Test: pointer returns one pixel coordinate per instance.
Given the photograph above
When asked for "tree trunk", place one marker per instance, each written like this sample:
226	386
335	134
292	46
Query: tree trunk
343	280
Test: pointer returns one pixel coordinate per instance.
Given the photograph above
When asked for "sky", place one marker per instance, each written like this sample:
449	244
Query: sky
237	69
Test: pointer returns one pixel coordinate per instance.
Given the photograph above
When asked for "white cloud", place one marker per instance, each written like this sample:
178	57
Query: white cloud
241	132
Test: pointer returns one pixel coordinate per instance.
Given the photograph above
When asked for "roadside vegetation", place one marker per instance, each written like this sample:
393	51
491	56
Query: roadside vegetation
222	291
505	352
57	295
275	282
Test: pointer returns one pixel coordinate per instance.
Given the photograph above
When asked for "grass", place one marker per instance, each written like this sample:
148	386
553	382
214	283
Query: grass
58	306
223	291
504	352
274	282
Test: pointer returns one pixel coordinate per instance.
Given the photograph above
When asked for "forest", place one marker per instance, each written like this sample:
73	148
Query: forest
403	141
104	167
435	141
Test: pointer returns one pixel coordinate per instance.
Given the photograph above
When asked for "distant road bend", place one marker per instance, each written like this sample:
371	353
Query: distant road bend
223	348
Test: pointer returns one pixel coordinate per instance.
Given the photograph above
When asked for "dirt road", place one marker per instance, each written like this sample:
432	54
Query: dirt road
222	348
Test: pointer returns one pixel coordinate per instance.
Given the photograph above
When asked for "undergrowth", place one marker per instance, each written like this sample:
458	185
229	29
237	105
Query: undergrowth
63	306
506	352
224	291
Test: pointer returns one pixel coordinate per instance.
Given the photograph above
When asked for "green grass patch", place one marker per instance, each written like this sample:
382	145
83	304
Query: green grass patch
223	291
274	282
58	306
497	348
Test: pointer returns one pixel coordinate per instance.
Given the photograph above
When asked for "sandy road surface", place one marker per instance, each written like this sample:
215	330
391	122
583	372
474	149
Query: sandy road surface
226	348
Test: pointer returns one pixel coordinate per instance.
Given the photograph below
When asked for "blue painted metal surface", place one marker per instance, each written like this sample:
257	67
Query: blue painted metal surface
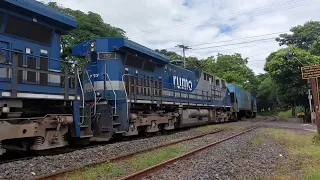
38	10
13	45
76	117
112	44
244	98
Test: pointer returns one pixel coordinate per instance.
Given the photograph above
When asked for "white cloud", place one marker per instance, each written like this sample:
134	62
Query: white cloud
164	23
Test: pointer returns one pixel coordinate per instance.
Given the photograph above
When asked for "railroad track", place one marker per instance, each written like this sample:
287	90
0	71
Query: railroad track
57	174
155	168
13	157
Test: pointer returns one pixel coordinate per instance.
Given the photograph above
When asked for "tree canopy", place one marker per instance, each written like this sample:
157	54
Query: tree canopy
303	36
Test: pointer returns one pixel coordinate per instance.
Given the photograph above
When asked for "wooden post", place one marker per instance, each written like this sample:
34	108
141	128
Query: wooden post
315	95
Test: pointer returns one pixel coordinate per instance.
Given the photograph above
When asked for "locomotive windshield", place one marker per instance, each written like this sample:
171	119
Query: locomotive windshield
1	16
28	30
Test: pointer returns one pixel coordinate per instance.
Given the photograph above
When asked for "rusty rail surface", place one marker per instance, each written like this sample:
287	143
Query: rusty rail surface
122	157
57	174
155	168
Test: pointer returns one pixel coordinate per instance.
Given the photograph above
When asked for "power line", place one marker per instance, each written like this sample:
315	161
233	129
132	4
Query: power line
233	40
240	38
237	14
217	18
244	42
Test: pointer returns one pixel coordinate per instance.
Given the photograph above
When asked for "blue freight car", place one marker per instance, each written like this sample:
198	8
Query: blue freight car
133	88
39	106
245	103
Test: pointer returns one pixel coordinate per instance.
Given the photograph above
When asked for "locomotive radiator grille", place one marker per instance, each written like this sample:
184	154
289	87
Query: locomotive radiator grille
2	151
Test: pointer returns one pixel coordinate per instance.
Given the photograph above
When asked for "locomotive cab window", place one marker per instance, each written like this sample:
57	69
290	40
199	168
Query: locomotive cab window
149	66
1	17
223	83
28	30
134	62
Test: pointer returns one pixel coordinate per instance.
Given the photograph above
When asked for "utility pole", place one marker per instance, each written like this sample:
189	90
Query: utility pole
314	90
183	52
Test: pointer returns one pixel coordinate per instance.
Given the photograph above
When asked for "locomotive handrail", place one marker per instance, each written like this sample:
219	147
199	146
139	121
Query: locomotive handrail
114	93
82	92
95	94
125	91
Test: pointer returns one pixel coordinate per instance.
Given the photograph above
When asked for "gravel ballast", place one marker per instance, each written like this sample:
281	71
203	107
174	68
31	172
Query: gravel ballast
250	156
47	164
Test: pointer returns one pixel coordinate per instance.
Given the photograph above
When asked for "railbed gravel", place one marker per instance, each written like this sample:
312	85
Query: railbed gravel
25	169
237	158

# # # # # # #

TASK TO CARRY OUT => Restate each entry word for word, leaving out any pictures.

FINISHED ANSWER =>
Test: pointer returns one pixel coordinate per instance.
Given the photograph above
When asked for "tree trunk", place one marker per instance, each written like this sample:
226	386
335	134
292	46
Query: tree trunk
343	280
Test: pointer returns one pixel coordinate per instance.
Given the photograph above
When asked for "sky", place one marker per instance, each written like this sample:
449	244
Query: sky
237	69
Test: pointer returns one pixel coordinate per instance.
Given the photograph above
When asked for "white cloud", place one marker per instance, each written like this sample:
178	57
Query: white cloud
241	132
Test: pointer returns one pixel coordinate per instance.
Given the photograph above
When asked for "roadside vegetation", place one marker per instance, each written like this sample:
393	51
491	56
Query: roadside vegetation
222	291
505	352
57	295
275	282
Test: pointer returns one pixel coordinate per instance.
Given the photograph above
When asked for "grass", place one marker per instance, each written like this sample:
148	386
553	382
214	283
Query: grass
58	306
223	291
504	352
274	282
Test: pointer returns one pixel coordinate per instance.
Given the photograph above
When asked for "forest", place one marker per instance, each written like this sample:
73	148
Query: forest
403	141
104	167
435	141
Test: pointer returns one pixel coordinate per instance.
Given the photograph above
When asked for "distant road bend", place one marker per instance, each written like this sample:
371	353
Query: distant road bend
223	348
Test: pointer returns one pixel coordinate per instance.
Given the photograph above
When asked for "dirt road", place one marker per instance, each written like this sample:
432	54
Query: dirt road
222	348
Test: pointer returns one pixel coordinate per instance.
Given the photograph above
When asked for "undergrowth", place one marker per instance, each written like this sample:
458	185
229	29
237	105
Query: undergrowth
63	306
506	352
224	291
Test: pointer returns one pixel coordinate per instance.
Given the photograph above
When asked for "green grass patch", place one marker per instance, each written like this sample:
382	145
83	304
Query: green grass patch
223	291
274	282
58	306
497	348
Test: pointer returns one pixel coordinate per instance.
Given the photograph above
When asked for "sandy road surface", place one marker per instance, each written like this sample:
215	330
391	122
583	372
474	149
Query: sandy road surface
226	348
Test: pointer returns one pixel coordinate per instance.
Given the photograph below
When asked for "blue painted metal surface", place one marker per instance, each written like this sample:
257	67
Query: blue painted metal surface
38	10
13	45
76	117
112	44
244	98
Test: pointer returns one pixel coordinate per instance.
Given the photograph above
When asked for "white cloud", place one marker per instance, each written like this sample:
134	62
Query: white cloud
164	23
Test: pointer returns one pixel coordinate per instance.
Given the photograph above
When asked for "railroad track", place one marker per instance, each written like this sample:
287	90
0	71
Query: railroad track
57	174
155	168
13	157
Test: pointer returns one pixel coordinate per instance.
Given the photograph above
When asked for "tree canopy", place one marker per instance, each written like this sample:
157	54
Query: tree canopy
303	36
Test: pointer returns one pixel coordinate per instance.
Given the photograph above
When asked for "wooden post", place one marker per instance, each written like this sample:
34	108
141	128
Query: wooden post
315	95
Test: pointer returns one pixel coordinate per instance.
Given the photograph above
When asked for "locomotive windshield", place one marker per instance, each written like this sample:
171	119
Query: locomotive windshield
1	16
28	30
Test: pointer returns one pixel coordinate per instance.
Given the photograph above
When asked for "rusty rail surface", place one marker per instance, each written like this sample:
287	143
Query: rusty rail surface
122	157
57	174
155	168
Test: pointer returns one pixel coordinate per instance.
Given the photograph above
When asked for "power line", place one marker per instance, each written like this sample:
315	161
233	129
132	4
Query: power line
233	40
240	38
237	14
217	18
244	42
Test: pointer returns one pixel coordinate per instance.
Given the photograph above
When asked for "blue freight car", place one marker per instance, each written like this sample:
198	8
Query: blue freight car
133	88
39	106
245	103
Test: pointer returns one pixel coordinate per instance.
Given the photograph above
When asked for "locomotive radiator grille", place one marker per instance, each written like this sample:
184	154
289	87
Query: locomotive radiator grille
2	151
Test: pointer returns one pixel coordinate per instance.
Given the photograph above
When asked for "locomotive cab window", place one marker per instance, each written like this sample:
57	69
290	40
199	168
Query: locomotive cab window
149	66
1	17
223	83
28	30
134	62
Test: pointer returns one pixel coordinate per instance.
Given the photograph above
When asked for "utility pole", place one marker per instance, each written like this sample:
189	90
Query: utility pole
314	90
183	52
Test: pointer returns one pixel coordinate per instance.
Given the photograph above
When asked for "locomotive handrail", place one marker per instance, each written like this sample:
219	147
199	146
139	121
Query: locomotive handrail
114	93
82	92
95	94
125	91
Test: pointer returns one pixel coordinate per instance.
Given the photograph above
When asked for "gravel ballast", place one marker per instance, each written like this sample:
281	71
203	107
174	68
31	172
Query: gravel ballast
250	156
47	164
Test: pointer returns one pixel coordinate per instance.
Given the photograph above
When asked for "railbed gravel", place one marker per instance, each written like this sample:
312	85
Query: railbed gravel
25	169
237	158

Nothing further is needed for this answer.